Provided text Start Marker

EDITORIAL: Our position: Presidential candidates should help solve Forida property-insurance crisis

Jan 25, 2008

OrlandoSentinel.com

EDITORIAL

Our position: Presidential candidates should help solve Florida property-insurance crisis

January 25, 2008

If the candidates for president are smart, they’ll keep promising relief to homeowners who’ve taken a beating on property insurance.

If the voters are smarter, they won’t settle for amorphous pledges but demand specific action from candidates that can lower premiums and keep companies from ruthlessly dropping them.

The surest way for the candidates to show they’ll take that action is to say they’ll sign two bills that actually have passed the House, and that could make it to the next president’s desk if the Senate also signs off on them.

The Klein-Mahoney bill would allow states like Florida with a government-sponsored insurance fund to voluntarily bundle their catastrophe risk. Backed by private markets, the fund could issue loans to states, reduce the insurance industry’s risk and usher in more reasonably-priced policies for homeowners. State reforms largely have failed to do that.

Provided text End Marker
Entries supplied Start Marker

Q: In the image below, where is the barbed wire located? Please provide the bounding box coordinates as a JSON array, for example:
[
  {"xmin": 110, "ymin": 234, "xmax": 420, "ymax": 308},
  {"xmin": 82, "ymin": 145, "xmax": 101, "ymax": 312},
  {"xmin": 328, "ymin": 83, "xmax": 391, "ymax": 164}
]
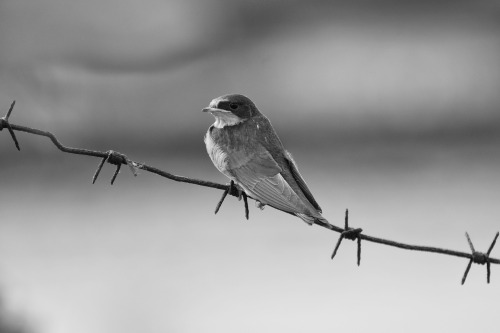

Entries supplied End Marker

> Exercise requirements
• A. Write out the stretch of the Florida property-insurance editorial from "The surest way" through "to do that.", word for word.
• B. Carry the Florida property-insurance editorial forward from its last sentence.
The items have nothing to do with this.

> Answers to the exercises
• A.
The surest way for the candidates to show they’ll take that action is to say they’ll sign two bills that actually have passed the House, and that could make it to the next president’s desk if the Senate also signs off on them.

The Klein-Mahoney bill would allow states like Florida with a government-sponsored insurance fund to voluntarily bundle their catastrophe risk. Backed by private markets, the fund could issue loans to states, reduce the insurance industry’s risk and usher in more reasonably-priced policies for homeowners. State reforms largely have failed to do that.

• B.
The Gene Taylor bill would allow homeowners who get flood insurance through the federal government to also purchase wind policies from Washington. That’s needed because companies too often after hurricanes have determined that flooding, not wind, damaged homes. That finding allows them to pocket premiums and make Washington disproportionately pay claims.

Together, the bills would bring fairness and stability to states’ property-insurance markets. Together, they’re the furthest Washington has come in years toward making insurers act more responsibly.

Any candidate serious about providing relief should get behind them. Hillary Clinton is co-sponsoring Klein-Mahoney in the Senate. Rudolph Giuliani says he’d sign Klein-Mahoney. John Edwards likes Klein-Mahoney. John McCain, Mitt Romney and Mike Huckabee offer qualified support for either a regional or national catastrophe fund. But none, Barack Obama included, has told us he or she would sign both bills. Homeowners should demand nothing less of them.